February 10, 2020

Growing Wildflowers Together: the Paul Jenkins and Miriam Goldberger Love Story

Last summer, I got to speak with two of my heroes, Miriam Goldberger and Paul Jenkins, the owners of Wildflower Farm because the couple were passing through Montreal and stopped to visit Grand Potager. We taped it for the Unapologetically Canadian podcast.

Also, Miriam brought me a copy of her extraordinary book, “taming wildflowers,” which I’m now using to figure out what to plant this summer with the coop.

Here’s a transcript of our conversation

Miriam and Paul are the innovators behind Eco-Lawn, a five-fescue lawn seed product that produces the greenest lawn that needs little mowing and even less water. It grows in sun and shade and pretty much every where that I’ve placed it.

So of course, we began our conversation with a discussion about how they came up with that product.

Paul [00:00:02] And at that time we knew nothing about long grass but somewhat arrogantly we went and collected the seed and tried growing it at our farm. And what we got as a result was exactly what you see in a bush. A little clump here and a little clump there a little come there. They didn’t knit to become a real lawn but with more research we found that number one these are fine fescues and fine fescues are actually native to everywhere in the northern hemisphere of the planet. And yet traditional lines Kentucky blue and all this other stuff, they’re not. They’re all from Europe. So. What we did is at that time as we ended up working with one of the world’s top seed breeders and all of that. Weirdly enough the entire line industry is really based in Oregon.

Working with Researcher to Perfect the Product

[00:00:54] Oh really. Or in Oregon. It’s cool and wet there all the time all the Kentucky blue all the perennial rye all the grasses, all the lawn grass seed is there.

[00:01:03] It’s all coming from there. So that’s where the top breeders are. So we’ve worked with Leah Broman.

[00:01:09] And she came up with a few different ideas and we tested them and this formula worked. We trialed it for three years at our farm and at other people’s places. I would call up friends and say “can I rip part of your backyard and try this, because you have shady sandy soil or you have these kind of conditions. And after three years we this works. So reintroduced it to the market at Canada Blooms in 1998 and this has gone ever since. And it’s all over North America now. Everywhere we go in North America, it doesn’t matter where, there are people—homeowners, businesses, municipalities—with Eco-Lawn because it works.

Miriam: What’s fascinating is that agronomists, the people who study growing and grains and the farming industry they know that fine fescues are really the best kept secret in the entire lawn industry because they perform so well and in sun and in shade and in deep shade and they don’t really need to be fertilized. They germinate fast but they grow slowly, all these different factors that if more people knew about it, the traditional shallow-rooted sod lawns would be basically out of business because they are basically chemical companies that are selling all the different chemicals that you need to support a high maintenance shallow rooted sod style lawn.

* [Tasks and exercises]:
1. Answer these questions from the Wildflower Farm post:
(a) What is the title of the book Miriam brought?
(b) In which state is the lawn grass seed industry based?
(c) At what event, and in what year, was Eco-Lawn reintroduced to the market?
2. Update the Wildflower Farm post by writing out its text again, beginning at the words "Growing Wildflowers Together: the" and stopping after "with the coop.". Replace "Montreal" with "Ottawa".
3. Go on with the Wildflower Farm post, starting after its last sentence.
None of the items are needed.

Items from a dataset
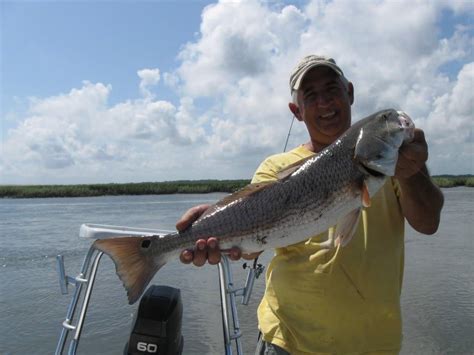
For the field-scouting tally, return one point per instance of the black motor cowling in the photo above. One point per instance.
(157, 324)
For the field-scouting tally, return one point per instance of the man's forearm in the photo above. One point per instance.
(421, 201)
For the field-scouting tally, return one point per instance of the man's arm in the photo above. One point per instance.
(421, 200)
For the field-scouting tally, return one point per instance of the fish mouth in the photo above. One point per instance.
(370, 171)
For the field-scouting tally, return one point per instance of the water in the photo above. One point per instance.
(438, 306)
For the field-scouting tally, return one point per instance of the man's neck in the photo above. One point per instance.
(314, 146)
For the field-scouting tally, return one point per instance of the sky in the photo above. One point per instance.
(122, 91)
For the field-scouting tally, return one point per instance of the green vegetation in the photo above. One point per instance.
(167, 187)
(144, 188)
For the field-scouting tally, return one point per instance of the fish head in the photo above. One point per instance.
(379, 140)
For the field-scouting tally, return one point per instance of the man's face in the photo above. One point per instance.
(324, 105)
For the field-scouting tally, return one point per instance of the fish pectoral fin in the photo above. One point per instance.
(347, 227)
(365, 195)
(135, 266)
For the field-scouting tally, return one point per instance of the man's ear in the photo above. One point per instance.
(295, 110)
(350, 91)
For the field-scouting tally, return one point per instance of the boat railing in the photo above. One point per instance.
(87, 275)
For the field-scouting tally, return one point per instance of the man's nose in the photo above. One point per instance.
(323, 100)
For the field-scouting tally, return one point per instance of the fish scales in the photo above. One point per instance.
(327, 189)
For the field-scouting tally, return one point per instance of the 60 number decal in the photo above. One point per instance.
(148, 347)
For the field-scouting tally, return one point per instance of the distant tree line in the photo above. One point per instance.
(166, 187)
(143, 188)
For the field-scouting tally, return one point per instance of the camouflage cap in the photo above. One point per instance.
(308, 63)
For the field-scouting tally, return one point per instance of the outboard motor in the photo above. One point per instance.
(157, 324)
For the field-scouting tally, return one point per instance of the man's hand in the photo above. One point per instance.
(421, 200)
(412, 156)
(205, 249)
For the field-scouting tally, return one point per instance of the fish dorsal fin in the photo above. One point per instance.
(290, 169)
(244, 192)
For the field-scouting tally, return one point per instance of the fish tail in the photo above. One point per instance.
(134, 262)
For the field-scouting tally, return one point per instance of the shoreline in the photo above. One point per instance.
(166, 187)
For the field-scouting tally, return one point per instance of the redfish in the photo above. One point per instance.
(324, 190)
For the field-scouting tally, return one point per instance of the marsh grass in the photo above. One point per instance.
(167, 187)
(144, 188)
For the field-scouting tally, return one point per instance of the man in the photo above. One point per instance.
(346, 300)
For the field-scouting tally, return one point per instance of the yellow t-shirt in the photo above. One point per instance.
(340, 301)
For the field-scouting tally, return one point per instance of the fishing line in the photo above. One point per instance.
(288, 136)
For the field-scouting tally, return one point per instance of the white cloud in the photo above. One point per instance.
(232, 80)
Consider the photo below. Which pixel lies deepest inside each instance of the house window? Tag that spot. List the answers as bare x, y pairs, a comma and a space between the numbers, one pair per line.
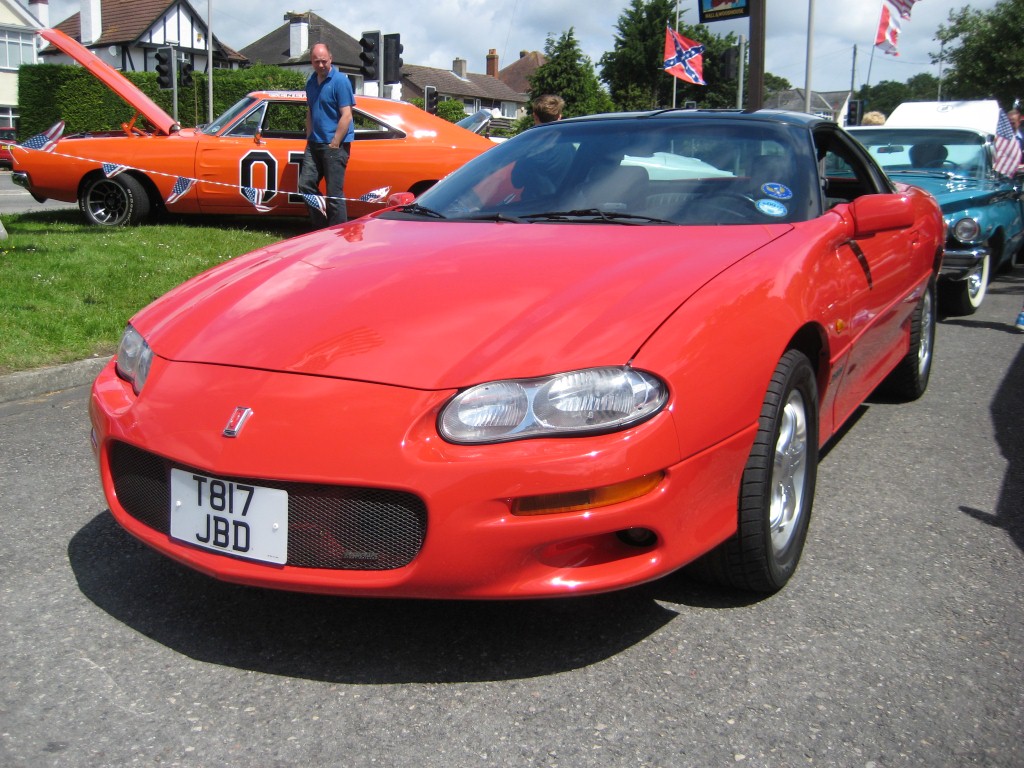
16, 48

* [Task responses]:
1.
(a) "taming wildflowers"
(b) Oregon
(c) Canada Blooms, in 1998

2.
Growing Wildflowers Together: the Paul Jenkins and Miriam Goldberger Love Story

Last summer, I got to speak with two of my heroes, Miriam Goldberger and Paul Jenkins, the owners of Wildflower Farm because the couple were passing through Ottawa and stopped to visit Grand Potager. We taped it for the Unapologetically Canadian podcast.

Also, Miriam brought me a copy of her extraordinary book, “taming wildflowers,” which I’m now using to figure out what to plant this summer with the coop.

3.
Paul: Which is where initially in Canada, and still somewhat in the United States, we get resistance from garden centers. They say they look at it and they think it’s cool but then, and we’ve been told this many times “it doesn’t support the chemical fertilizer product program.”

[00:02:58] Oh my God.

Paul: That’s where they make their money. They don’t make money selling grass seed. They make money selling you spring fertilizers, summer lawn care treatments for fertilizers, all that sort of stuff. And then the other factor from the production point of view is where the big companies Scotts and all that sort of stuff is. For the farmers who produce it, fine fescues produce less seed per acre than the other ones do. So therefore it’s more expensive because they’ve got to get the same money as if they were growing Kentucky blue or whatever they’re growing. That’s just the way the plant works. It makes less seeds.

Business Development

Tracey [00:03:41] Yeah. 1998 was your first year of distributing and how has the business evolved since then? Can you just describe a little bit about the evolution of the business.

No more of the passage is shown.